start Page text

Serving Clovis, Portales and the Surrounding Communities

God is worthy of our worship

Going to church.

Let’s be honest. It’s easy for us to think of it as more of a duty than a privilege. We forget that the God who gave his own Son out of his deep love for us richly deserves committed lives and worship. And lives without worship with the Body don’t remain very committed for very long.

We don’t think enough about how vital it is to the strength of our church family that we be a visible, worshiping, faithful part of it that can be counted on. We don’t realize how very encouraging just our presence at worship is to others.

In American Christianity, pathetically weak Christianity compared to that of the oft-suffering church around the globe, we tend to be lackadaisical about church attendance. All it takes to throw our train off the tracks is a “gnat’s eyelash on the rail,” and we stay home. In our comfortable stupor, we’ve allowed the consumer approach to life to become our approach to faith — or, at least, to “religion” which often has little to do with real faith.

I know. We should always be glad when Christ is genuinely worshiped. I know. Good churches (and bad ones) come in all sizes. But the particular temptation of the modern “mega-church” model is to further feed the self-centered blindness that worships size, glorifies glitz, and creates kingdoms with more in common with the Magic Kingdom than with God’s. Just as our society has sacrificed “Mom & Pop” stores with hearts to Wal-Mart super stores with lots of stuff and no hearts, plastic “mega-size” machine-made piety-marts offering cut-rate Christianity — no commitment required but all our consumer needs “met” — effectively trample and trivialize churches where Christianity has a face and a name and our commitment matters. It’s a poor trade. But if we make it, well, go to worship or not. No one will much notice or truly care. Worshipers are a dime a dozen at Piety-Mart. Real commitment to the church, or to the Lord of the church who gives us our reason to worship, is optional.

end Page text
start Supplied data

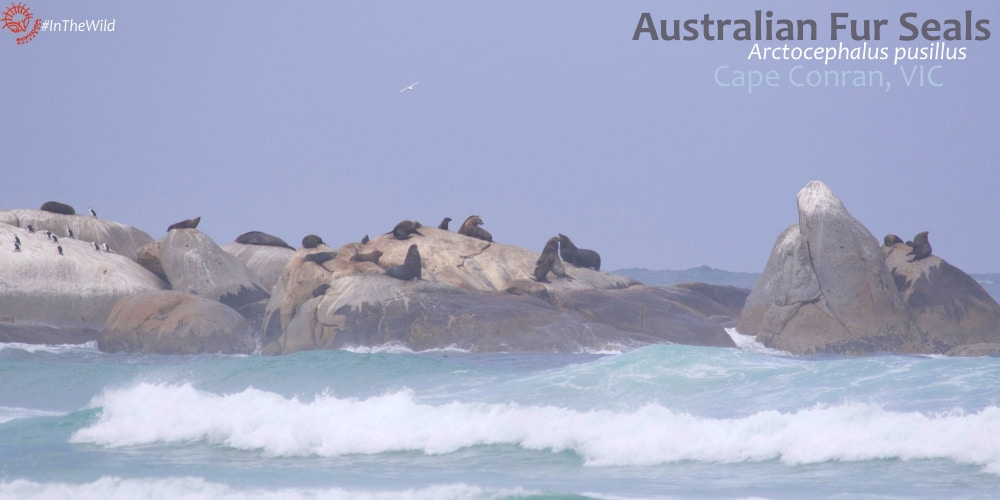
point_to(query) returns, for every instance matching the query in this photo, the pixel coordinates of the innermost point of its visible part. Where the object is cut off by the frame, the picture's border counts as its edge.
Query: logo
(17, 19)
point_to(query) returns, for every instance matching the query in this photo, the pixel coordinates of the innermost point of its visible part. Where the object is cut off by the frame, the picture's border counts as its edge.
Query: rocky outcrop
(81, 285)
(946, 303)
(169, 322)
(267, 262)
(194, 264)
(120, 238)
(475, 295)
(827, 288)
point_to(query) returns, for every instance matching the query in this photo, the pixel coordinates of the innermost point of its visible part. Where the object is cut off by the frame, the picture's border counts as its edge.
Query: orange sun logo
(16, 18)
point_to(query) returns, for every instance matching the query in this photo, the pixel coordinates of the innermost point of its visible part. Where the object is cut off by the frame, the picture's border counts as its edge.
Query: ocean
(659, 422)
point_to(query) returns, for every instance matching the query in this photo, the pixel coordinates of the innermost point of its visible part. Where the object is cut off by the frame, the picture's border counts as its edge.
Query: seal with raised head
(185, 224)
(311, 241)
(319, 258)
(471, 228)
(579, 257)
(262, 239)
(410, 268)
(372, 256)
(58, 208)
(921, 247)
(891, 239)
(405, 229)
(549, 261)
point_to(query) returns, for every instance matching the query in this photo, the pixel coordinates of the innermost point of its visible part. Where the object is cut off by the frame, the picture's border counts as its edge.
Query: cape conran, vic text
(764, 27)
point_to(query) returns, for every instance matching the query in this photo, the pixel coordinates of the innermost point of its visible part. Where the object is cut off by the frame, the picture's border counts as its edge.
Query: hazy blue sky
(539, 116)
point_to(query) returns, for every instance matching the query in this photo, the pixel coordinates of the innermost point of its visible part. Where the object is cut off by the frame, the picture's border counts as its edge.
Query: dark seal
(471, 228)
(405, 229)
(320, 257)
(549, 261)
(891, 239)
(311, 241)
(372, 256)
(921, 247)
(58, 208)
(579, 257)
(185, 224)
(262, 239)
(410, 268)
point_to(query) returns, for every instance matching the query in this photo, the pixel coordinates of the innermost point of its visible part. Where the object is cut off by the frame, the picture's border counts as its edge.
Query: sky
(541, 117)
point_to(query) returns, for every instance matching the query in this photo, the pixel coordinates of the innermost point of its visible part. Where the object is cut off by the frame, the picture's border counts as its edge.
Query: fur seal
(921, 247)
(410, 268)
(549, 261)
(58, 208)
(185, 224)
(579, 257)
(320, 257)
(372, 256)
(311, 241)
(891, 239)
(262, 239)
(471, 228)
(405, 229)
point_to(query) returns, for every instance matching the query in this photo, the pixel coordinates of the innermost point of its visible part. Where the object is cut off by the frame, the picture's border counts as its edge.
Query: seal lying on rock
(410, 268)
(185, 224)
(320, 257)
(921, 247)
(891, 239)
(549, 261)
(471, 228)
(58, 208)
(372, 256)
(579, 257)
(262, 239)
(311, 241)
(405, 229)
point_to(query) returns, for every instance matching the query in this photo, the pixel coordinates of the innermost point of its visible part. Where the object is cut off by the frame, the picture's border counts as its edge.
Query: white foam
(8, 413)
(189, 488)
(399, 348)
(749, 343)
(51, 348)
(328, 426)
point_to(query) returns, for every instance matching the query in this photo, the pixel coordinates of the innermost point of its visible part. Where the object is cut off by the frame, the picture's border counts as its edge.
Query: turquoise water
(664, 421)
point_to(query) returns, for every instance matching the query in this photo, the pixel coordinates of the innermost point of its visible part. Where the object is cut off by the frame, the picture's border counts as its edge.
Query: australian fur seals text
(579, 257)
(410, 268)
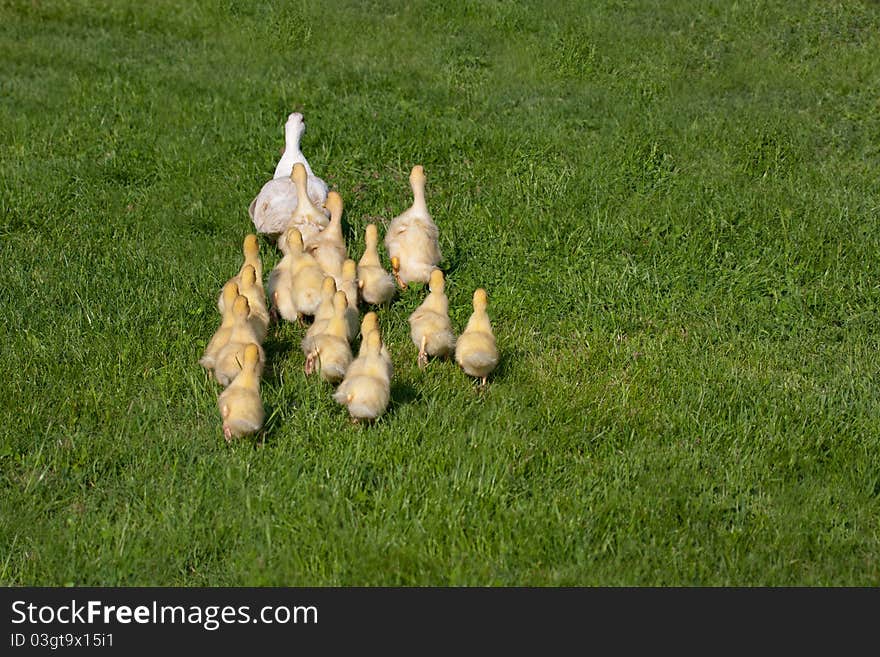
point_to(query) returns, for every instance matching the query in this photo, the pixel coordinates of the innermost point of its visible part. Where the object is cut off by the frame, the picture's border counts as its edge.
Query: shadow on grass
(402, 393)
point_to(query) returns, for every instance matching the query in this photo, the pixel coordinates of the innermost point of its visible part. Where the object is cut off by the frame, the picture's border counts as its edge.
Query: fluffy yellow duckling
(330, 348)
(475, 349)
(271, 209)
(221, 335)
(376, 285)
(295, 283)
(240, 405)
(369, 324)
(430, 328)
(412, 237)
(328, 246)
(324, 313)
(366, 388)
(251, 250)
(309, 219)
(231, 357)
(256, 300)
(348, 283)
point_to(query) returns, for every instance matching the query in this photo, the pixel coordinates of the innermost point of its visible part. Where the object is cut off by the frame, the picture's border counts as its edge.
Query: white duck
(308, 218)
(412, 237)
(328, 246)
(272, 207)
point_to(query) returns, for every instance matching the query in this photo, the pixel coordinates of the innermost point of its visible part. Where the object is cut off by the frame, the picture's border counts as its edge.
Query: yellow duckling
(256, 300)
(221, 335)
(231, 357)
(307, 218)
(328, 246)
(369, 324)
(271, 209)
(278, 287)
(251, 250)
(295, 283)
(366, 388)
(330, 348)
(412, 237)
(306, 276)
(475, 350)
(377, 285)
(348, 283)
(430, 328)
(325, 310)
(240, 405)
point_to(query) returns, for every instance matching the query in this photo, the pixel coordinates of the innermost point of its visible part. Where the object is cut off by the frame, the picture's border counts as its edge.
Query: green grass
(673, 206)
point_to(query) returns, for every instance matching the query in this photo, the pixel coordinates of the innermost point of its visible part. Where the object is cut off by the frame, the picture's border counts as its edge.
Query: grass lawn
(673, 206)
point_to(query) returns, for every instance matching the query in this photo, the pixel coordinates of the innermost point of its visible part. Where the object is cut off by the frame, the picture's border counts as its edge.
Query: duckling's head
(251, 246)
(334, 203)
(437, 282)
(417, 175)
(340, 302)
(369, 323)
(373, 341)
(241, 308)
(299, 174)
(251, 355)
(349, 270)
(294, 239)
(481, 300)
(248, 276)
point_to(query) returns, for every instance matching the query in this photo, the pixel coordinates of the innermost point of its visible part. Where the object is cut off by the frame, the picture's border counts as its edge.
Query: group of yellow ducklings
(316, 279)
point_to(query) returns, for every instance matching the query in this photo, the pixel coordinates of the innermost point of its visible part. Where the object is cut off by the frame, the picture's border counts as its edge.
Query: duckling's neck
(437, 301)
(371, 254)
(247, 378)
(479, 322)
(419, 196)
(336, 326)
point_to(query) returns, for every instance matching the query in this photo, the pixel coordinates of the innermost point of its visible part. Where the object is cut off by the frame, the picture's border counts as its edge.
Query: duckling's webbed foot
(423, 355)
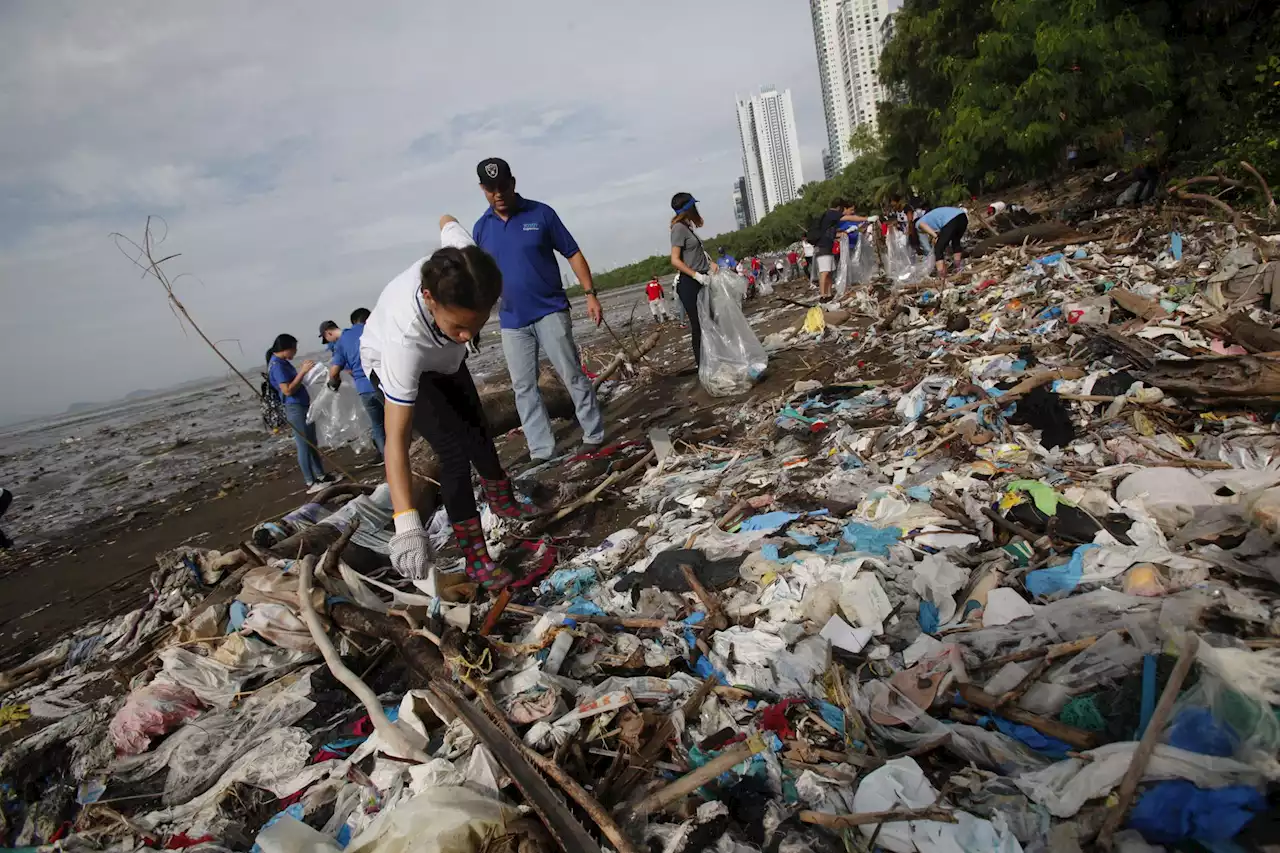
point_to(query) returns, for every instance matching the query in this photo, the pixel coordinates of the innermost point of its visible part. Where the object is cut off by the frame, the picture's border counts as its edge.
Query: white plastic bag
(903, 265)
(338, 415)
(732, 356)
(845, 269)
(865, 264)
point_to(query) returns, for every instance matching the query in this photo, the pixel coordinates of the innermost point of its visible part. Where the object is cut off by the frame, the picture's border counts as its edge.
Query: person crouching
(414, 349)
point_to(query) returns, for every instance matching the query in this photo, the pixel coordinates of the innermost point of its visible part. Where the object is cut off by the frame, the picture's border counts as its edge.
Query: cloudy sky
(302, 151)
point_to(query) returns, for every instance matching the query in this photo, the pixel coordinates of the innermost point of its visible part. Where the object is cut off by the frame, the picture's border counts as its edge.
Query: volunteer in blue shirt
(945, 228)
(524, 236)
(288, 381)
(346, 356)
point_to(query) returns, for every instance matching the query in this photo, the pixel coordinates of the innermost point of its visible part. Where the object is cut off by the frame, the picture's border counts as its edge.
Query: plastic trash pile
(1018, 591)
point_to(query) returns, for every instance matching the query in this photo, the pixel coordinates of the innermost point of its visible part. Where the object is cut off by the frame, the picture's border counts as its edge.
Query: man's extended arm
(583, 272)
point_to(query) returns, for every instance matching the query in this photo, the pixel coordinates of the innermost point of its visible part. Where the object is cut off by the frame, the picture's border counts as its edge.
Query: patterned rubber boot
(502, 498)
(479, 566)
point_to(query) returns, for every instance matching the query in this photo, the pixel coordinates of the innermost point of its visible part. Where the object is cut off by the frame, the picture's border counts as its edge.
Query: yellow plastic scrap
(814, 323)
(14, 714)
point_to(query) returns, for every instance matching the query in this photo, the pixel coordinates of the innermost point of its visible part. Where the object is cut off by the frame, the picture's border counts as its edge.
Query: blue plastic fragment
(1046, 582)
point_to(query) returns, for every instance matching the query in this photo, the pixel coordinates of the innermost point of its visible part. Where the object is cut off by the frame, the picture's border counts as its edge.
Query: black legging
(688, 290)
(449, 416)
(950, 237)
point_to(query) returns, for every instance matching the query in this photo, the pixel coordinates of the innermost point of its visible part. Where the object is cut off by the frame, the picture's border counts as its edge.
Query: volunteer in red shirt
(657, 300)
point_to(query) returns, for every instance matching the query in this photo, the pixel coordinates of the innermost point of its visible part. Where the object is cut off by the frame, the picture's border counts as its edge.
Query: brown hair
(690, 218)
(466, 278)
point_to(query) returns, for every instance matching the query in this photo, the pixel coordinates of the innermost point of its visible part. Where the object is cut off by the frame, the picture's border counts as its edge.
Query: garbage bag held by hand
(338, 415)
(903, 265)
(732, 356)
(864, 264)
(845, 270)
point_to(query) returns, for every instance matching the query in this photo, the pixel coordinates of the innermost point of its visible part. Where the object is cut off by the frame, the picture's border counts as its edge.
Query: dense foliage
(1001, 91)
(993, 92)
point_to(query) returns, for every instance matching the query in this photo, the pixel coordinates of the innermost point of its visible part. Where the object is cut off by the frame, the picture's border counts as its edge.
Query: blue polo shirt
(525, 249)
(346, 356)
(280, 373)
(940, 217)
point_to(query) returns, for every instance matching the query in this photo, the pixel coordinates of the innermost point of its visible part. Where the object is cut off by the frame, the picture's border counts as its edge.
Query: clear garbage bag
(903, 265)
(338, 415)
(845, 269)
(865, 264)
(732, 356)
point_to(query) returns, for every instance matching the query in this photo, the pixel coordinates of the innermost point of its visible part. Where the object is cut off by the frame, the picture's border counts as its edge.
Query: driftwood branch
(391, 734)
(1266, 190)
(865, 819)
(1150, 738)
(1217, 203)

end Supplied data

• _Task requirements_:
Reproduce the passage from the worship article above, from "We don’t think" up to and including "with real faith.".

• _Correct result_:
We don’t think enough about how vital it is to the strength of our church family that we be a visible, worshiping, faithful part of it that can be counted on. We don’t realize how very encouraging just our presence at worship is to others.

In American Christianity, pathetically weak Christianity compared to that of the oft-suffering church around the globe, we tend to be lackadaisical about church attendance. All it takes to throw our train off the tracks is a “gnat’s eyelash on the rail,” and we stay home. In our comfortable stupor, we’ve allowed the consumer approach to life to become our approach to faith — or, at least, to “religion” which often has little to do with real faith.